> [TASK]:
Everything from the line containing "Where can you see the framed" down to the last line of the entries below must be transcribed exactly, and nothing else.

Stored data
+++

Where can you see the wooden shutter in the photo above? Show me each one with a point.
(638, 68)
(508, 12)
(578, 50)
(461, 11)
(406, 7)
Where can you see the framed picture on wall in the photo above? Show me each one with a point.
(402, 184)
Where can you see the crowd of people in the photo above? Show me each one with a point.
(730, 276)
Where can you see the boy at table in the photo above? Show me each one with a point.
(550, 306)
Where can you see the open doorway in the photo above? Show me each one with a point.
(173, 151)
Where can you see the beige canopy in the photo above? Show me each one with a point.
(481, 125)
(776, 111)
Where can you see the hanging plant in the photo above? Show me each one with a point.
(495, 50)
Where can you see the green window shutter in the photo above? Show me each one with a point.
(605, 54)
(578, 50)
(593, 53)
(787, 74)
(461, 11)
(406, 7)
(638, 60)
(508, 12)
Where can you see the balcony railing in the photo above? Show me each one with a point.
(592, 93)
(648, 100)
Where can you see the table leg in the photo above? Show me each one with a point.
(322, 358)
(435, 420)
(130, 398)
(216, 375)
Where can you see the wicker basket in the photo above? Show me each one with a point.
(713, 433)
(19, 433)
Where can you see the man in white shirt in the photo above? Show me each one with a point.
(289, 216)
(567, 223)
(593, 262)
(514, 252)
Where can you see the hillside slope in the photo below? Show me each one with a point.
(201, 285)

+++

> [FINAL RESULT]:
Where can you see the framed picture on wall in the photo above? Show me each one with a point.
(402, 184)
Where can you see the crowd of people in the photo above? Show me each one with a point.
(730, 276)
Where can you see the boy at table in the photo above? Show me each one with a point.
(550, 306)
Where can you see the open doorway in the photo above? Show me each one with a point.
(173, 151)
Where can you see the beige canopy in the photo above? Show me each one with a point.
(481, 125)
(776, 111)
Where can you see the hanging plant in the photo above? Show me each one with a point.
(495, 50)
Where can you see the green window shutter in the photo above? Show me each one with a point.
(605, 54)
(578, 50)
(593, 53)
(787, 74)
(461, 11)
(406, 7)
(638, 60)
(508, 12)
Where can you see the balcony railing in the photo above? Show me each one with a point.
(592, 93)
(648, 100)
Where can you see the table leg in the photo above? Show me each one with a point.
(322, 358)
(435, 420)
(130, 398)
(216, 375)
Where can you see the wicker basket in the photo above? Show me each one with a point.
(713, 433)
(19, 433)
Where can you see the man in white shirt in the photo above? Show me each one with a point.
(289, 216)
(567, 223)
(593, 262)
(514, 252)
Where can you see the hillside slope in the photo below? Show me each one with a point.
(201, 285)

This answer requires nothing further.